Requirement:
Which lines below fall between the one containing "TARGET = dense treeline" and the one containing "TARGET = white boat"? Repeat them exactly, counting both of those lines, and add nothing else.

Source records:
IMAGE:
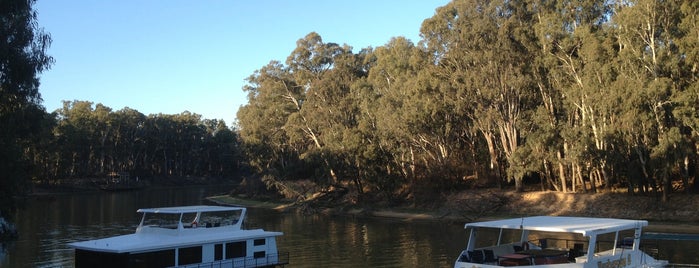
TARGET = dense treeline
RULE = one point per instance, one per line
(584, 95)
(84, 140)
(22, 57)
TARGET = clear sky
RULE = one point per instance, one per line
(171, 56)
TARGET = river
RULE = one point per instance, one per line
(47, 224)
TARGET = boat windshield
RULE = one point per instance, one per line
(192, 219)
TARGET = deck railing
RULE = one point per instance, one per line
(270, 260)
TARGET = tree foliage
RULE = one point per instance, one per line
(22, 57)
(583, 95)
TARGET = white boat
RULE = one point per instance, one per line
(548, 241)
(187, 236)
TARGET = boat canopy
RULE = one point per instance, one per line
(188, 209)
(580, 225)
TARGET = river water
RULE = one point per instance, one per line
(47, 224)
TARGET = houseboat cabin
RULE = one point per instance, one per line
(189, 236)
(556, 242)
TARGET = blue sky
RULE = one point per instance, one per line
(171, 56)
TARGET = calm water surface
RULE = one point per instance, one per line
(46, 225)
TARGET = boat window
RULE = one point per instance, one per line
(557, 240)
(189, 255)
(218, 252)
(161, 258)
(220, 218)
(259, 254)
(236, 249)
(162, 220)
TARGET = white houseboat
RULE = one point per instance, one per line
(548, 241)
(188, 236)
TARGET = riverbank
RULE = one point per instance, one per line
(679, 215)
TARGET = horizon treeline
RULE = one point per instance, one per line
(87, 140)
(577, 95)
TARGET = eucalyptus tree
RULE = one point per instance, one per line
(312, 65)
(413, 123)
(483, 48)
(687, 97)
(273, 96)
(649, 59)
(128, 138)
(576, 54)
(23, 44)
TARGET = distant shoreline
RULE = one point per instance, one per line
(409, 214)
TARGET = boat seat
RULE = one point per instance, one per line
(489, 257)
(476, 256)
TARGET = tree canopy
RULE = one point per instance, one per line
(581, 95)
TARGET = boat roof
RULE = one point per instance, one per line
(582, 225)
(135, 243)
(188, 209)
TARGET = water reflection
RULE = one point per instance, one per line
(47, 225)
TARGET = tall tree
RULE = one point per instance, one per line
(23, 56)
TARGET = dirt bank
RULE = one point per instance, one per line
(679, 215)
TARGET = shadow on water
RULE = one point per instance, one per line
(47, 225)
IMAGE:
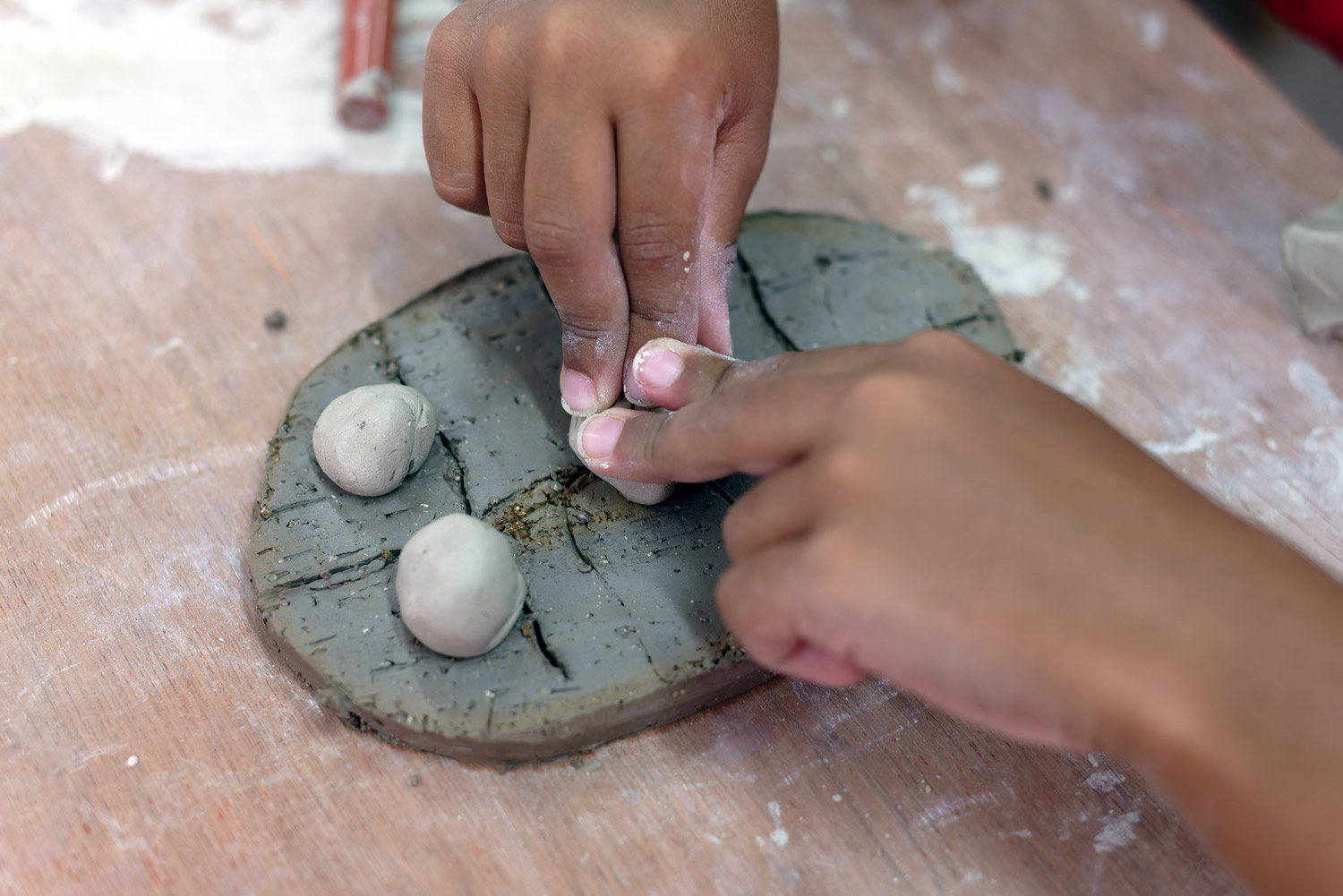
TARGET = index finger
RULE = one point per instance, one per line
(569, 211)
(755, 427)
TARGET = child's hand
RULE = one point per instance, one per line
(569, 121)
(935, 516)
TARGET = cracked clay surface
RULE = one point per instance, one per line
(620, 630)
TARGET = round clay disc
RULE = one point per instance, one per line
(620, 630)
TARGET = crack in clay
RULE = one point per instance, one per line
(722, 492)
(459, 469)
(532, 627)
(757, 295)
(271, 597)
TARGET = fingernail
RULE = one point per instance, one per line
(598, 437)
(577, 392)
(657, 367)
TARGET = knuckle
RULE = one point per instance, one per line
(843, 472)
(650, 239)
(663, 66)
(583, 324)
(499, 50)
(902, 391)
(510, 230)
(563, 35)
(448, 45)
(461, 191)
(553, 242)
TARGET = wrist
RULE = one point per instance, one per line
(1240, 718)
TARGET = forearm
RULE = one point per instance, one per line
(1248, 737)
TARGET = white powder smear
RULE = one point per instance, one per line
(210, 85)
(1013, 260)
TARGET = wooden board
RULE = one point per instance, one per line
(620, 632)
(139, 388)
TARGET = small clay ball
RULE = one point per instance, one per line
(371, 438)
(458, 586)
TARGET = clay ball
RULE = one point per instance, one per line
(371, 438)
(458, 586)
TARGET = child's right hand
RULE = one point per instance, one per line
(569, 121)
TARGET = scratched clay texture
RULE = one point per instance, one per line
(1144, 177)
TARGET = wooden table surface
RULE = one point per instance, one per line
(150, 739)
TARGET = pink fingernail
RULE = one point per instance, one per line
(577, 392)
(657, 367)
(599, 435)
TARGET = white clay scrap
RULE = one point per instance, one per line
(1313, 252)
(458, 586)
(371, 438)
(636, 492)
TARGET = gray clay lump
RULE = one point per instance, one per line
(620, 630)
(372, 437)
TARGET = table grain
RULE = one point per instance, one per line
(1128, 177)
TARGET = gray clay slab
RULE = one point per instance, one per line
(620, 632)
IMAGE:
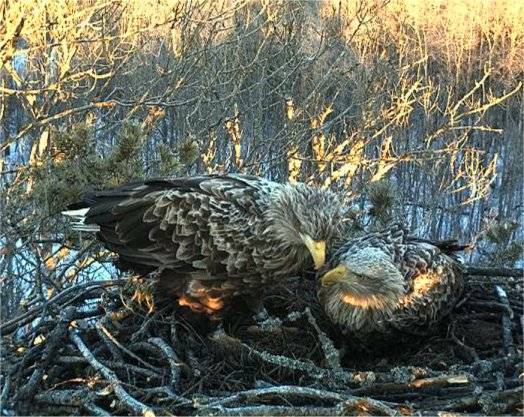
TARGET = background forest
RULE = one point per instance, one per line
(412, 109)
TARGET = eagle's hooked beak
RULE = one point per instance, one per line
(335, 275)
(317, 248)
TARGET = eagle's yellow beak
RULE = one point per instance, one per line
(335, 275)
(317, 248)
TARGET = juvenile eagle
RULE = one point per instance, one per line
(389, 281)
(210, 238)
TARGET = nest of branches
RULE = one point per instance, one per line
(103, 348)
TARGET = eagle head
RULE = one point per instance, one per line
(305, 220)
(360, 287)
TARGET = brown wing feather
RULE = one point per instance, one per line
(185, 224)
(433, 285)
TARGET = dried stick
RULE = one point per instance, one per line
(507, 338)
(493, 272)
(283, 361)
(174, 362)
(126, 399)
(124, 349)
(331, 354)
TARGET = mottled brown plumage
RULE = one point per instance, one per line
(388, 281)
(213, 237)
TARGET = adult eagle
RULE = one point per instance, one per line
(210, 238)
(389, 281)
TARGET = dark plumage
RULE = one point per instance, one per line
(388, 281)
(213, 237)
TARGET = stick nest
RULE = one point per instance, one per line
(103, 348)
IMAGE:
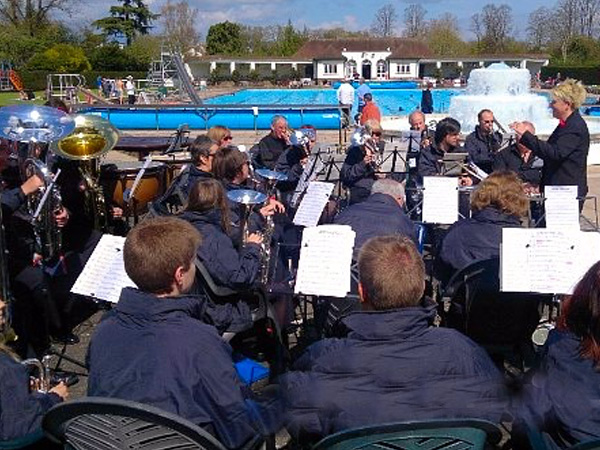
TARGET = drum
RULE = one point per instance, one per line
(117, 177)
(174, 163)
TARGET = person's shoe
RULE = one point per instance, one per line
(67, 339)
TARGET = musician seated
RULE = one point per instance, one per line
(483, 143)
(562, 397)
(380, 214)
(522, 161)
(202, 152)
(232, 168)
(293, 161)
(23, 407)
(208, 211)
(394, 365)
(359, 172)
(269, 148)
(498, 202)
(154, 347)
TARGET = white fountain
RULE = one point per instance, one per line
(505, 91)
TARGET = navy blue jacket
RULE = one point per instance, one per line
(229, 268)
(473, 239)
(393, 366)
(157, 351)
(564, 154)
(563, 395)
(21, 412)
(482, 147)
(378, 215)
(178, 192)
(529, 171)
(356, 175)
(267, 152)
(12, 200)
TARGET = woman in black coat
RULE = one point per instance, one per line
(566, 150)
(208, 211)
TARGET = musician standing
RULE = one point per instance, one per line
(566, 150)
(359, 171)
(483, 143)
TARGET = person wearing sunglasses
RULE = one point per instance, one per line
(483, 143)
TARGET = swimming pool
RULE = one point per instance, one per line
(391, 102)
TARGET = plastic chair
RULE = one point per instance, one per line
(499, 321)
(467, 434)
(103, 424)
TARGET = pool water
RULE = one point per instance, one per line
(391, 102)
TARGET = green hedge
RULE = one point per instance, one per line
(585, 74)
(36, 79)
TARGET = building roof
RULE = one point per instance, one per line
(333, 48)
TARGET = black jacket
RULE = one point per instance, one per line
(563, 395)
(482, 148)
(229, 268)
(378, 215)
(393, 366)
(356, 175)
(21, 412)
(158, 351)
(529, 171)
(473, 239)
(267, 152)
(564, 154)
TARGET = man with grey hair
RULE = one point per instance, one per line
(268, 150)
(522, 161)
(381, 214)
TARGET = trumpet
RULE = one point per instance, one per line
(40, 372)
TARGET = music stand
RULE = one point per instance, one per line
(452, 164)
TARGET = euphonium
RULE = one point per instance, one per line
(92, 138)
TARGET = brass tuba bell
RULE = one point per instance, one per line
(93, 137)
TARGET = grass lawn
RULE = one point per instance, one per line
(12, 98)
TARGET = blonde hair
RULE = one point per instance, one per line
(570, 91)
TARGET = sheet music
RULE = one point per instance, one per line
(311, 206)
(440, 200)
(104, 275)
(325, 261)
(562, 207)
(546, 261)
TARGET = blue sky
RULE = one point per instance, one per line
(350, 14)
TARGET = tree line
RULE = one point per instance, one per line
(125, 39)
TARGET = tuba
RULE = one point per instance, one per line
(92, 138)
(33, 125)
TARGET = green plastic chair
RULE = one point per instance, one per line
(467, 434)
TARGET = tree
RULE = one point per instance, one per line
(564, 25)
(30, 15)
(224, 39)
(414, 21)
(385, 21)
(443, 36)
(179, 23)
(61, 58)
(588, 14)
(496, 21)
(539, 34)
(289, 40)
(129, 20)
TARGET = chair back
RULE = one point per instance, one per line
(112, 424)
(467, 434)
(480, 310)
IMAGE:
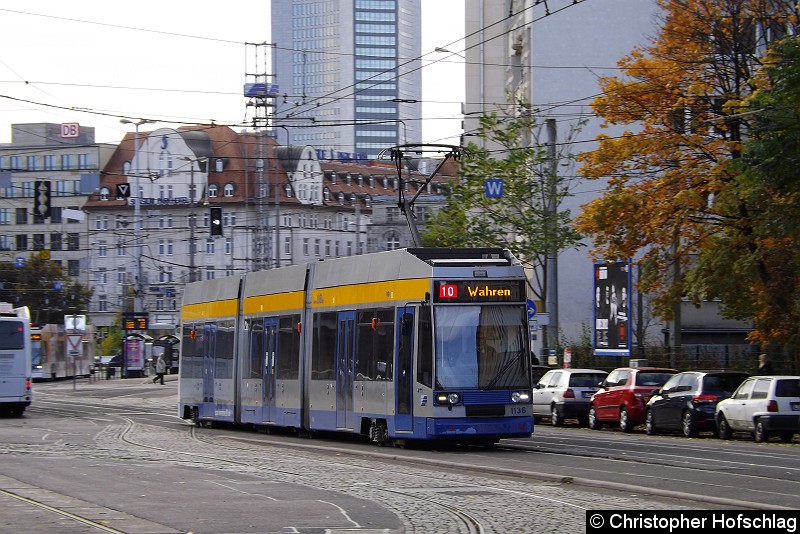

Result below:
TARGET = dense treeline
RULE = one point per instance, one per line
(584, 95)
(84, 140)
(22, 57)
TARGET = clear sky
RULE = one point per instance, one per line
(171, 56)
TARGET = river
RULE = one point per instance, one per line
(47, 224)
TARGET = boat windshield
RULE = one point per instance, one per line
(192, 219)
TARGET = deck railing
RULE = one point per instance, one per line
(270, 260)
TARGET = tree foliage
RULE = one point per instance, one per line
(22, 57)
(583, 95)
TARGET = white boat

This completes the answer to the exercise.